(DATA LISTING Opens)

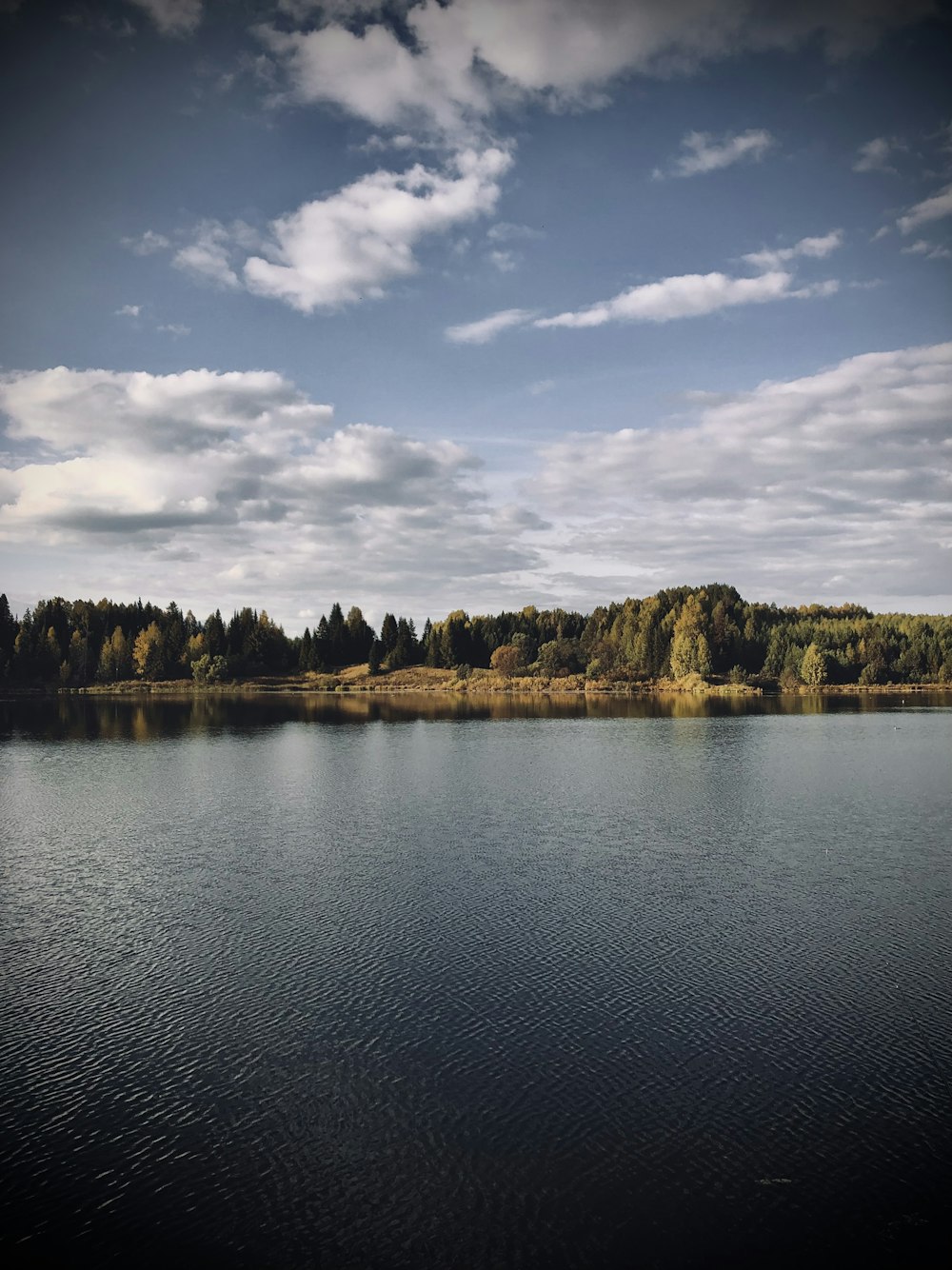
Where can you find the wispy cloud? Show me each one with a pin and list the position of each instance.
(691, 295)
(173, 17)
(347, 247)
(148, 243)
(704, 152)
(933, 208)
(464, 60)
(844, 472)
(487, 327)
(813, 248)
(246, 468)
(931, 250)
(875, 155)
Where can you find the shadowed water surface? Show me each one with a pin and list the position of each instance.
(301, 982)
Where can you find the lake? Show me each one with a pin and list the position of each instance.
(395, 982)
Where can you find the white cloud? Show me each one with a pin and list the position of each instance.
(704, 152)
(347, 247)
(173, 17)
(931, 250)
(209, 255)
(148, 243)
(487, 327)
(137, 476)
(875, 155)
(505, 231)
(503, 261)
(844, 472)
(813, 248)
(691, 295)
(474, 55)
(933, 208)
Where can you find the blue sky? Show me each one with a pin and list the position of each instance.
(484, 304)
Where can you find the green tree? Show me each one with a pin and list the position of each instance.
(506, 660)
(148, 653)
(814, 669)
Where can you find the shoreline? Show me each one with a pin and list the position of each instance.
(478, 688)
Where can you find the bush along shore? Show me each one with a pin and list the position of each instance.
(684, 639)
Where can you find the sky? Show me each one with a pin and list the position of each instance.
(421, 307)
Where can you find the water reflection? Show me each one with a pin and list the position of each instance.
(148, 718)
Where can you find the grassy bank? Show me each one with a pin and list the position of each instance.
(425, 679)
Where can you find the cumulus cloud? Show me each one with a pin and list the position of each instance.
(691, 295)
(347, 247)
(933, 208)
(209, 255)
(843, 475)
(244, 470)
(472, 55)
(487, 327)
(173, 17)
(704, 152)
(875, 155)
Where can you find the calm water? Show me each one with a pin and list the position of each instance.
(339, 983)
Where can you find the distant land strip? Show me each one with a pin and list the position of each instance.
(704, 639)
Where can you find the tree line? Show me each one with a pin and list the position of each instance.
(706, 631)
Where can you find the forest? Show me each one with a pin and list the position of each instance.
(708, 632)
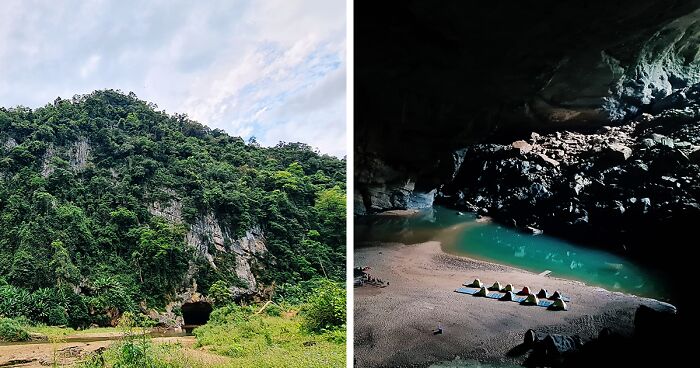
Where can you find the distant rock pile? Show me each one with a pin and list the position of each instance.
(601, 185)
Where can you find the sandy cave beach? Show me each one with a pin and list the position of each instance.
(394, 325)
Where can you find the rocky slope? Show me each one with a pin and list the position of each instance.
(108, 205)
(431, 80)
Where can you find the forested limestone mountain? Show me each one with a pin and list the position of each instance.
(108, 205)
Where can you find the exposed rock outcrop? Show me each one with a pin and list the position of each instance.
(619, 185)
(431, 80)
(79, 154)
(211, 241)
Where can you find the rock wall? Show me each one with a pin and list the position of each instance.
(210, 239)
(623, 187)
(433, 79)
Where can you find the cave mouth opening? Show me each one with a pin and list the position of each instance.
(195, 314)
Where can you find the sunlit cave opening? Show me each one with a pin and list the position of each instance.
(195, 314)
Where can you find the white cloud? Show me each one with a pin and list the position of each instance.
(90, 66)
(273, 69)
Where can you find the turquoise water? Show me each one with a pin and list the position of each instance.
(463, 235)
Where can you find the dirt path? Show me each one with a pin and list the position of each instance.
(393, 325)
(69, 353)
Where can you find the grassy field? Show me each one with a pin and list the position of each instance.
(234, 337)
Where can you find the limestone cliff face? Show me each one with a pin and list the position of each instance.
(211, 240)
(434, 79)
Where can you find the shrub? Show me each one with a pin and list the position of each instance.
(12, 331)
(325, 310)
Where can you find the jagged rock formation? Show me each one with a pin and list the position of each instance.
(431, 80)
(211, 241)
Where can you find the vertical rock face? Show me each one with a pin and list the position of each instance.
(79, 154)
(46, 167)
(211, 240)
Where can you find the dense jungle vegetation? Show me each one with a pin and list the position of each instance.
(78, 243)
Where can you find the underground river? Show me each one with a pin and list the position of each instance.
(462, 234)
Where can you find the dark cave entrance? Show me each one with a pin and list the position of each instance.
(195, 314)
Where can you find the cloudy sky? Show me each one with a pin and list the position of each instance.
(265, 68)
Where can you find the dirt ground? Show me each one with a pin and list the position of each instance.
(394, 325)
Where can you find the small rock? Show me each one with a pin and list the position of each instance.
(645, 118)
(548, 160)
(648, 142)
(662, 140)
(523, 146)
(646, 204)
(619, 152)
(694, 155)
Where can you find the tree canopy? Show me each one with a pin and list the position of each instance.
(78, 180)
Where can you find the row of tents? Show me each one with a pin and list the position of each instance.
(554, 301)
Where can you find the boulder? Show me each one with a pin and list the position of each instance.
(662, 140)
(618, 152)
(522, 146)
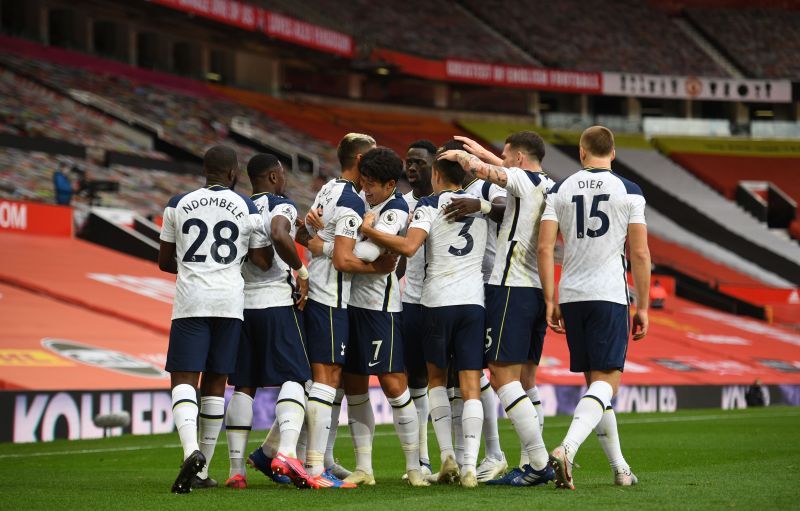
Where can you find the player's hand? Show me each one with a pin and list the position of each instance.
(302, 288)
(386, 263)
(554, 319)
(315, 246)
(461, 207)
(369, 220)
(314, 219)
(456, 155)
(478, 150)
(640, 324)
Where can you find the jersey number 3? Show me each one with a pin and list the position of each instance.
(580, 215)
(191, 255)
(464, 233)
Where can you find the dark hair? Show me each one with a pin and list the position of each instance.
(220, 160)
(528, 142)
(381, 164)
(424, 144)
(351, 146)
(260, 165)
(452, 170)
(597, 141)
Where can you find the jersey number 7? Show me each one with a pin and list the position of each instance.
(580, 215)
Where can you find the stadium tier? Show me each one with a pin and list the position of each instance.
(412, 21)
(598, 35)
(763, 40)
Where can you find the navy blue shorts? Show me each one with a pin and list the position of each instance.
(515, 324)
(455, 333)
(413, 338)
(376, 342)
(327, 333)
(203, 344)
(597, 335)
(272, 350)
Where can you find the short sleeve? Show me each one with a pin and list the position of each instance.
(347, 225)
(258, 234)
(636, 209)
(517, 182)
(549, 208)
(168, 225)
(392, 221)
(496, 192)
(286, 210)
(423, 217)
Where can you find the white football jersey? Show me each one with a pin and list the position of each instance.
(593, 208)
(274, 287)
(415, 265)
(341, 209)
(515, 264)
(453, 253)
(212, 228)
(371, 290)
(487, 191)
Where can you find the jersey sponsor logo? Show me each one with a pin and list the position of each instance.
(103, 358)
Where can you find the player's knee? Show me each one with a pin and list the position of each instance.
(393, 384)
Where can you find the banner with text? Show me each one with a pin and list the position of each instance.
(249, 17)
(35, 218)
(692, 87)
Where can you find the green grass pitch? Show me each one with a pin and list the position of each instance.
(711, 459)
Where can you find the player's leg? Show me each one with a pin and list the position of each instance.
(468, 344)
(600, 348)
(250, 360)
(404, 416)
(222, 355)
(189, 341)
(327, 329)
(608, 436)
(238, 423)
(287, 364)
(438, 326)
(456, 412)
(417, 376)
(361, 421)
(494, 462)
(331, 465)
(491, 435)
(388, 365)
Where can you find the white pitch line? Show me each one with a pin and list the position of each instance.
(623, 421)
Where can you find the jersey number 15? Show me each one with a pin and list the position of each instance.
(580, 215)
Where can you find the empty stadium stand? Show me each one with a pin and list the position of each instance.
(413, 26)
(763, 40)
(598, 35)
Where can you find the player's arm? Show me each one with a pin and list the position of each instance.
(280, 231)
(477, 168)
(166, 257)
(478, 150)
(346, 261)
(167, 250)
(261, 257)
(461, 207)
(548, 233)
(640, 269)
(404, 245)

(DATA LISTING Closes)

◆ **PROBLEM DESCRIPTION**
Each entry above must be printed exactly, apart from its pictures.

◆ **RESPONSE BELOW**
Where can you find the wispy cloud? Show me each one with a pin and list the position of each instance.
(691, 295)
(173, 17)
(347, 247)
(148, 243)
(704, 152)
(933, 208)
(464, 60)
(844, 472)
(487, 327)
(813, 248)
(246, 468)
(931, 250)
(875, 155)
Where can you find the shadowed water surface? Show me each one with a pin and list the position of each instance.
(301, 982)
Where can you find the lake? Show me each one with a pin and list the position of each instance.
(395, 982)
Where can you find the white cloud? Show me each one with a pin and list the position of each instance.
(704, 152)
(347, 247)
(173, 17)
(931, 250)
(209, 255)
(148, 243)
(487, 327)
(137, 476)
(875, 155)
(505, 231)
(503, 261)
(844, 472)
(813, 248)
(691, 295)
(474, 55)
(933, 208)
Where can you find the blue sky? Show me each one with a pin and list the position of each instance.
(484, 304)
Where can you find the green tree? Show me each one with a pin and list the position of each instance.
(506, 660)
(148, 653)
(814, 669)
Where can you find the shoreline? Show me each one with a pin and list the position of each instance.
(478, 688)
Where can you find the bush along shore? Show me each one with a pin and list the position of each instance.
(684, 639)
Where can you find the sky? Show me each one with a pin and list the position of each instance.
(421, 307)
Where can you find the water reflection? Show me each one with a pin and list the position of each instance.
(148, 718)
Where can you find the grassy bank? Show me each one with a pin and list the position of each instance.
(425, 679)
Where can you find the cumulus cloud? Show me each one with a pin and list the position of each instance.
(691, 295)
(347, 247)
(933, 208)
(209, 255)
(843, 475)
(244, 470)
(472, 55)
(487, 327)
(173, 17)
(704, 152)
(875, 155)
Where can you find the calm water? Show me each one with a pin and list the position of each instance.
(339, 983)
Where can you find the distant land strip? Show me each one with a pin and list the position of each instance.
(704, 639)
Where can you find the tree line? Show me each one with a pin and list the position of each instance.
(706, 631)
Where can you find the forest? Show me each one with a pin and list the position of each instance.
(708, 632)
Where can you find the distant rock pile? Show me each one with a pin and list the position of each instance.
(601, 185)
Where can you find the sandy cave beach? Show me each one with a pin and list the position of each instance.
(394, 325)
Where can you find the rocky slope? Show me each one with a pin and list the position of each instance.
(108, 205)
(431, 80)
Where can you find the forested limestone mountain? Show me each one with a pin and list the position of each instance.
(108, 205)
Where can you find the exposed rock outcrop? Show me each one with a pin and list the position of each instance.
(619, 185)
(431, 80)
(79, 154)
(211, 241)
Where can you find the rock wall? Show me each one with a pin and list the position of each instance.
(210, 239)
(623, 187)
(433, 79)
Where can you find the cave mouth opening? Show me each one with a pin and list the position of each instance.
(195, 314)
Where can you find the sunlit cave opening? Show me each one with a pin and list the position of each instance.
(195, 314)
Where can you find the white cloud? Show me each one with a pin and list the position of each instance.
(90, 66)
(273, 69)
Where can you find the turquoise water? Show me each one with a pin and list the position of each instance.
(463, 235)
Where can you find the dirt path? Show me each one with a pin and list the position of each instance.
(393, 325)
(69, 353)
Where can you find the grassy field? Show me each one with a pin and list the position of each instance.
(234, 337)
Where can you find the limestone cliff face? Show me each one with a pin and list the position of each instance.
(211, 240)
(434, 79)
Where can you find the shrub? Show me each one with a pin and list the position of each instance.
(12, 331)
(325, 310)
Where can you find the jagged rock formation? Show me each one with a pin and list the position of each instance.
(431, 80)
(211, 241)
Where can you find the vertical rock face? Show me each one with a pin and list the position of each instance.
(79, 154)
(46, 167)
(211, 240)
Where can you find the dense jungle vegetation? Show me each one with a pin and list the position of each instance.
(78, 243)
Where can you find the underground river? Show me each one with a pin and list the position of each instance.
(462, 234)
Where can you find the dark cave entrance? Show me each one with a pin and list the position of each instance.
(195, 314)
Where can you find the cloudy sky? Show me each one with a pin and list the position of each instance.
(265, 68)
Where can you find the dirt ground? Show me each one with a pin and list the position of each instance.
(394, 325)
Where can you find the small rock? Show me each one with a pin and list the position of each instance.
(645, 118)
(548, 160)
(648, 142)
(662, 140)
(523, 146)
(646, 204)
(619, 152)
(694, 155)
Where can you find the tree canopy? Show me each one with a pin and list the position of each instance.
(78, 180)
Where can you find the row of tents? Show me each one with a pin and list the position of each instance.
(554, 301)
Where can you find the boulder? Show me each one with a pin and list the position of each instance.
(662, 140)
(618, 152)
(522, 146)
Where can you find the player's hand? Show me each one with a pin and list the position of each instance.
(302, 288)
(386, 263)
(554, 319)
(315, 246)
(461, 207)
(369, 220)
(314, 219)
(456, 155)
(478, 150)
(640, 324)
Where can you find the jersey number 3? Show me each one with a pin and list the position of each instance.
(580, 215)
(191, 255)
(464, 233)
Where can you find the dark hair? Show me each one with a pin and list the position of each instance.
(220, 160)
(528, 142)
(381, 164)
(424, 144)
(351, 146)
(260, 165)
(452, 170)
(597, 141)
Where can you find the jersey number 7? Show me each one with a pin and list the position of each instance.
(580, 215)
Where can you find the stadium tier? Show me each one with a pin and list the position of each instance.
(412, 21)
(598, 35)
(763, 40)
Where can you find the navy blue shorts? Show me each one with a pin and list the position of each instance.
(515, 324)
(455, 333)
(413, 338)
(376, 342)
(327, 333)
(203, 344)
(597, 335)
(272, 350)
Where can you find the short sleeve? Show me each one with a pin and list the position of each instance.
(347, 225)
(258, 234)
(636, 209)
(517, 182)
(549, 208)
(168, 225)
(392, 221)
(496, 192)
(286, 210)
(423, 217)
Where can you find the white football jersey? Show me each one with a pin and list the position of each instance.
(593, 208)
(274, 287)
(415, 265)
(341, 209)
(515, 264)
(453, 253)
(212, 228)
(371, 290)
(487, 191)
Where can you find the jersey sponsor logo? Show me each one with a pin and list the position of each instance.
(103, 358)
Where can you find the player's knee? Show me each one with a pin and list the position of each instance.
(393, 384)
Where can you find the banner with text? Show me each one with a pin and list the position of each instance.
(249, 17)
(35, 218)
(692, 87)
Where can you find the green grass pitch? Show me each one with a pin and list the position of each instance.
(711, 459)
Where can you find the player's leg? Show me each one with a pin and list the position of each instance.
(468, 344)
(600, 348)
(250, 360)
(404, 416)
(222, 355)
(189, 341)
(327, 329)
(608, 436)
(238, 423)
(287, 364)
(438, 326)
(456, 412)
(417, 376)
(361, 421)
(494, 462)
(331, 465)
(491, 435)
(388, 365)
Where can you find the white pitch line? Show me each one with a pin and list the position of each instance.
(623, 421)
Where can you find the jersey number 15? Show me each one with a pin and list the position of each instance.
(580, 215)
Where can you find the empty stadium stand? Show me each one with a pin and list the position of each instance.
(413, 26)
(763, 40)
(598, 35)
Where can you find the player's arm? Show me each one with a pin and list the position of each instance.
(280, 231)
(477, 168)
(166, 257)
(478, 150)
(346, 261)
(167, 250)
(261, 257)
(461, 207)
(548, 233)
(640, 269)
(404, 245)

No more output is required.